*** Text segment ***
Me too! I have several CD's copied off my friends, and they have more of mine. I've also put together a bunch of compilations from MP3's I've got off the internet (usually bands that are scared of releasing stuff in England or where there's just no hope of buying it out here in the countryside, and have been recomended to me by friends in other countries, or that I've recorded off late-night radio shows, or whatever). Friends of mine have copies of them. We listen to them in school, which would be kind of difficult if they were on my computer at home.
Over the internet, I don't need some special program to tell me what they're listening to - they can use an instant messanger to say to me "Today I am listening to Half Man Half Biscuit" and I can say "That's funny, so am I! Fred Titmus!", or whatever.
I could go on. This is essentially a completely useless program - especially to me, a person who lives in the middle of nowhere on a
There seem to be a bunch of pointless arbitrary limits. Why 10 people? While I can imagine it useful as a tool for bullying ("sorry, we'd love to speak to you, but we're up to our limit of ten people! Isn't life a bitch?"), is there a rational reason I can't have, say, 11 friends?
Why a playlist of 60 songs? I have three compilation CDR's with more than that on, and that's just scraping the surface of my music collection (and of course, ignoring the hundreds of pounds-worth of music I've paid for legally and my friends have also paid for legally).
You'd think I was some grumbling old man who remembers when music sharing was done by gathering around the gramophone, but I'm a 16-year old who uses the internet for many social purposes. And I, one of the so-called "NetGen" (okay, so probably the average "NetGen" person doesn't spend most of their free time coding computer games, but it's their definition, not mine) can recognise this for the pointless bullshit it is.
Windows XP had bugs. So they fixed (a lot of) them, presumably including something that is required for Threedegrees.
Also, if you actually go and try to run Threedegrees, one of the downloads you have to get is this IPV6 thing, which frankly I'm not sure Windows 2000 supports yet. (I'll have to go check what's slated in SP4, I suppose.)
It's not an evil plot to 'get you', it really isn't. I'd much rather have Windows XP telling me I need to download the (free) updates than telling me... nothing at all, leaving me susceptible to all kinds of unfun problems.
1) iChat is an AIM wrapper. A nice one, but it's just like using AIM.
2) Rendezvous is nice, but has nothing to do with threedegrees or instant messenging.
3) If you need an autoconfigurating wireless protocol to chat with somebody else's computer IN THE SAME ROOM, you've got bigger problems than that.
When MS came to my school I had a little chat with one of the reps... he wasn't on the IE team, but I asked him about IE anyway - I want to know what's going on with IE7. I told him that I can't wait to have the #1 market-share browser get some more standards support, so that writing (and viewing) web pages would be a lot easier. He told me that standards support and pedestrian things like HTML rendering aren't that important, and wouldn't I rather have those developers working to add things like PowerPoint-style page transitions or 3D special effects to web pages? At this point I thought about punching him in the face and running in one direction for an hour. I just don't get it.
I don't know how they're planning to make money off it, but I can see a LOT of people using this. I rarely get songs off Kazaa anymore - I usually grab stuff from my friends' FTP servers if they suggest something, or they upload something themselves to mine. This just seems like a more intuitive user interface for such a thing. Given some improvements (like the inevitable hack to remove all those silly limitations) this seems like a great idea for college campuses where lots of students want to share stuff. I mean, KaZaA's nice, but you have to know what you're looking for. It's much nicer to have somebody hand you something you've never heard of and say "Hey, you might like this."
eCircles did all these things from 1997 until 2000.
They eventually ran out of money and were bought by Classmates.
*** End of Text segment ***
» Task objective: Decide whether each statement agrees with the Threedegrees discussion, answering yes or no and quoting the words from it that settle the matter. 1. One writer questions why the playlist is capped at 60 songs. 2. One writer says they now get most of their songs from Kazaa. 3. eCircles ran out of money and was bought by Classmates.
*** Supplied data ***
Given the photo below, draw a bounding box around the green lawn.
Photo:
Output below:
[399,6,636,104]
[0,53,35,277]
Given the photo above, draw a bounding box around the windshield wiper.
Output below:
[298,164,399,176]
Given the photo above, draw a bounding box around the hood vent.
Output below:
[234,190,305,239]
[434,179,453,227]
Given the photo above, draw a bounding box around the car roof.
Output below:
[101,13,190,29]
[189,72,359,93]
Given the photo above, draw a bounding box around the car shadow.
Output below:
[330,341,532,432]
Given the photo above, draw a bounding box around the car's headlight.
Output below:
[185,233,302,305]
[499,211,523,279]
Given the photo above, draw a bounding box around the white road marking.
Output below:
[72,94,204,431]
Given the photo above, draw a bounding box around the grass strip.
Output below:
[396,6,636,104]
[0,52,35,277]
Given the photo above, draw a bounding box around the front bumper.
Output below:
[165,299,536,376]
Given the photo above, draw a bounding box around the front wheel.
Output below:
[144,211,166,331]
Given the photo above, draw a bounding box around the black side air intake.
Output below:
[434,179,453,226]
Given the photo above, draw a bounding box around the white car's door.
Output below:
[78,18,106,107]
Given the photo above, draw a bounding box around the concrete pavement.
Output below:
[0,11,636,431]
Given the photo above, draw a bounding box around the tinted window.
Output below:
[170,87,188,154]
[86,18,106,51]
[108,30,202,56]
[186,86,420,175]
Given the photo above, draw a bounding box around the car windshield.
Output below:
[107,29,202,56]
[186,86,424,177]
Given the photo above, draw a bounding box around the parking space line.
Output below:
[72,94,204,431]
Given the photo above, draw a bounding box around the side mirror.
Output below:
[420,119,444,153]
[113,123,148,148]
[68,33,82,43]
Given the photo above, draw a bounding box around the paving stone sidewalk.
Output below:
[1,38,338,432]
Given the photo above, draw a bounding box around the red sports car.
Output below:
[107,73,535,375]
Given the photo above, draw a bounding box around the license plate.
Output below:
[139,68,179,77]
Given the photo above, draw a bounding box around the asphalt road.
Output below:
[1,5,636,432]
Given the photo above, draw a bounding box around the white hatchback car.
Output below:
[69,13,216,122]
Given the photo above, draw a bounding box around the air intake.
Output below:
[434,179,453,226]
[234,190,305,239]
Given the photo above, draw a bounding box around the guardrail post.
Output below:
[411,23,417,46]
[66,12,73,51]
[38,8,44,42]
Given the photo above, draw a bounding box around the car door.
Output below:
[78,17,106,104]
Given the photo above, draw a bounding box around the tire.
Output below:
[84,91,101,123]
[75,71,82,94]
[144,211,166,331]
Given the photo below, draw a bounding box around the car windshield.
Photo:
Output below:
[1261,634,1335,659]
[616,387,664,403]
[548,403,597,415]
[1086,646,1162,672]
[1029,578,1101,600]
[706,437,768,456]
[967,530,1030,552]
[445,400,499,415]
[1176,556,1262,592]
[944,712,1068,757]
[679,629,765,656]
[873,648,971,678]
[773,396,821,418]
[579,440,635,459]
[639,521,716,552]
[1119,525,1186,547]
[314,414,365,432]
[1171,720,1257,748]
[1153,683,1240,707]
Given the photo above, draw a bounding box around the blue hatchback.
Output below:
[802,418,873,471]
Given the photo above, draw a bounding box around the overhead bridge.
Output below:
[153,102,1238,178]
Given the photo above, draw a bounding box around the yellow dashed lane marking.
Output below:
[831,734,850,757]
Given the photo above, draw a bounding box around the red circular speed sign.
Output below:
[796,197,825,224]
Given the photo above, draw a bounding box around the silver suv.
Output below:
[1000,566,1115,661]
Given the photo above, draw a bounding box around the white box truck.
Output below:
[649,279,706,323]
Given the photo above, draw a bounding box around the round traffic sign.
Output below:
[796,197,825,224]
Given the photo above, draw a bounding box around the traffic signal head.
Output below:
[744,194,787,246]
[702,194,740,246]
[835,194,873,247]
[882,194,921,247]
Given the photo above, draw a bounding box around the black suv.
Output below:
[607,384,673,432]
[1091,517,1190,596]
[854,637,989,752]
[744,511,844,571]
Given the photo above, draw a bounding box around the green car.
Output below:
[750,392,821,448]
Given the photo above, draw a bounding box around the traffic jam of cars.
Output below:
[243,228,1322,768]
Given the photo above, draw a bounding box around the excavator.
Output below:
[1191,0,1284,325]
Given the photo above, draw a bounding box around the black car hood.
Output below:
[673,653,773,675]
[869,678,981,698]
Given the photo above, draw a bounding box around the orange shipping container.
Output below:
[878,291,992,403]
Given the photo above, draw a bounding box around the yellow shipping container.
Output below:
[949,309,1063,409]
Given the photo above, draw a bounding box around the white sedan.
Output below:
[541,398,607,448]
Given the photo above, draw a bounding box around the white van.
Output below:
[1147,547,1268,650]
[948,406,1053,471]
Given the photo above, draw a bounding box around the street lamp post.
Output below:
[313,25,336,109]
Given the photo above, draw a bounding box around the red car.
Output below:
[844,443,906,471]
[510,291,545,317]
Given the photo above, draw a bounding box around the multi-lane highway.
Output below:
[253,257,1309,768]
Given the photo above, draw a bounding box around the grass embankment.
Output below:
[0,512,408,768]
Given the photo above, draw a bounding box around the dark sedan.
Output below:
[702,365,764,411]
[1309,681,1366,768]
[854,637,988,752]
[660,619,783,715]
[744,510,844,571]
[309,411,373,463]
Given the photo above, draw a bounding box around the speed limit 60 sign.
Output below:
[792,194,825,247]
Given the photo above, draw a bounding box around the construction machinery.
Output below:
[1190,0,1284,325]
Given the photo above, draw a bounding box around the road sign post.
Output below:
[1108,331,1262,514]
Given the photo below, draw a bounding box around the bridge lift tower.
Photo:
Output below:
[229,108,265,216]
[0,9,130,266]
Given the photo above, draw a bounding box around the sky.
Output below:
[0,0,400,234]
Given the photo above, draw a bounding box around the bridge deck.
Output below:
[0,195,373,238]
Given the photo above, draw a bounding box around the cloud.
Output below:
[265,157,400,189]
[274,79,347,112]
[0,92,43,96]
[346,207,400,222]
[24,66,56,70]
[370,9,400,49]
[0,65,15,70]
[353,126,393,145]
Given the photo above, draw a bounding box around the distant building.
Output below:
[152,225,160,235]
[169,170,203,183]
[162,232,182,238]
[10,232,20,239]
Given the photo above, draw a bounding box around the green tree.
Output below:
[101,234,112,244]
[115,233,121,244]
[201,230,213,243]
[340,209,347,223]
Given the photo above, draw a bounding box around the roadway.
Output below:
*** End of Supplied data ***
» Answer area:
1. Yes: "Why a playlist of 60 songs?"
2. No: "I rarely get songs off Kazaa anymore"
3. Yes: "They eventually ran out of money and were bought by Classmates."